Image entries on named regions:
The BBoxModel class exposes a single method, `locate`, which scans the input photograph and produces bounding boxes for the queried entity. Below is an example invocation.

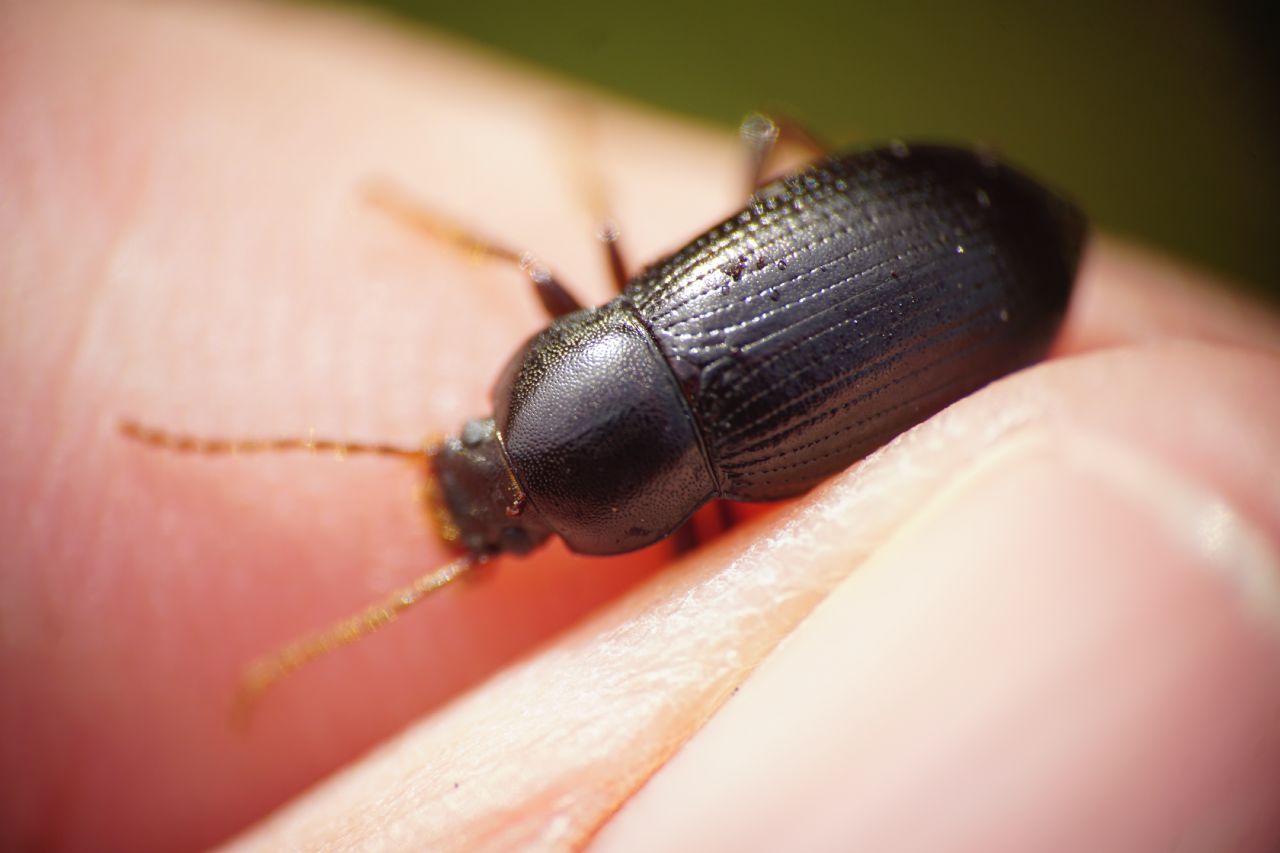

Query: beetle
[124,129,1087,703]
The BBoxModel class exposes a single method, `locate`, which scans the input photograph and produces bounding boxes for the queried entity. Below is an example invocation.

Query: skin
[0,4,1280,850]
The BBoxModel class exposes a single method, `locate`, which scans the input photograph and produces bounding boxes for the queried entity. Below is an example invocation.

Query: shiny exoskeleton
[433,143,1085,556]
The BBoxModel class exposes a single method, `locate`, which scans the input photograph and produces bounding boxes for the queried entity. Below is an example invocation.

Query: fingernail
[598,432,1280,852]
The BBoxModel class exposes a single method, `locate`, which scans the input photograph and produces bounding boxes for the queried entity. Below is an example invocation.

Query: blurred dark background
[353,0,1280,300]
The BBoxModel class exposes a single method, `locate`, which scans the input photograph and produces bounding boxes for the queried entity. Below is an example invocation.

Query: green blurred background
[353,0,1280,300]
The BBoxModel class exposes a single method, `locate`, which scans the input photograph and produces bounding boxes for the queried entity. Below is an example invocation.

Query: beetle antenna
[232,553,484,729]
[120,420,430,460]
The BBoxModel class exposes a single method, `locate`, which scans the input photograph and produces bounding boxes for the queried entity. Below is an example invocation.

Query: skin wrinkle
[10,4,1280,849]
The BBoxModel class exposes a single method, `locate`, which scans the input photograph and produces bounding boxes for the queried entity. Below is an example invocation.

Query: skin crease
[0,4,1280,850]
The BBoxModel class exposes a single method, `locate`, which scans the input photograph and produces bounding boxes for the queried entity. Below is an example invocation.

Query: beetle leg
[671,501,737,557]
[737,113,829,196]
[365,182,582,319]
[595,218,630,293]
[120,420,431,460]
[232,555,484,729]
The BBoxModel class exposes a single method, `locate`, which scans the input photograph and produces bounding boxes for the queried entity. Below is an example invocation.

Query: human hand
[0,4,1280,850]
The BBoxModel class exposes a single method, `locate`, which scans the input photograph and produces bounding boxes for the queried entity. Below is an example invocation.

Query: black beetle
[123,136,1085,708]
[434,143,1084,555]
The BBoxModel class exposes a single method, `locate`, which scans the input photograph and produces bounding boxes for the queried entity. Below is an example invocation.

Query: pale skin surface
[0,4,1280,850]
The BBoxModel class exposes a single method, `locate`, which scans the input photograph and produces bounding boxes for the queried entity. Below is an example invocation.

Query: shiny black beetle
[433,143,1085,555]
[123,136,1085,711]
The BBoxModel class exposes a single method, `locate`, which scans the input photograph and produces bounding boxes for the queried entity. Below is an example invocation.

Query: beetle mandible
[123,121,1087,707]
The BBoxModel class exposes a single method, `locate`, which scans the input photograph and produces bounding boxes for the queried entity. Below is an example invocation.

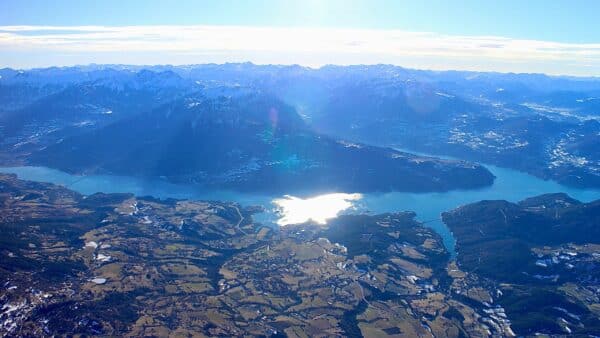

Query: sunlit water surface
[0,165,600,254]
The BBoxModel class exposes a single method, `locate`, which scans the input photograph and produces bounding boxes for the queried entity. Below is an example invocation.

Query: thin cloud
[0,26,600,75]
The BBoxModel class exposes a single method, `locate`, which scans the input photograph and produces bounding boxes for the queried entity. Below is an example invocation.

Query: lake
[0,165,600,256]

WORK TO DO - List every line of the material that contains the word "black", treating uppercase and lowercase as different.

SOLUTION -
Query: black beetle
Query: shiny black beetle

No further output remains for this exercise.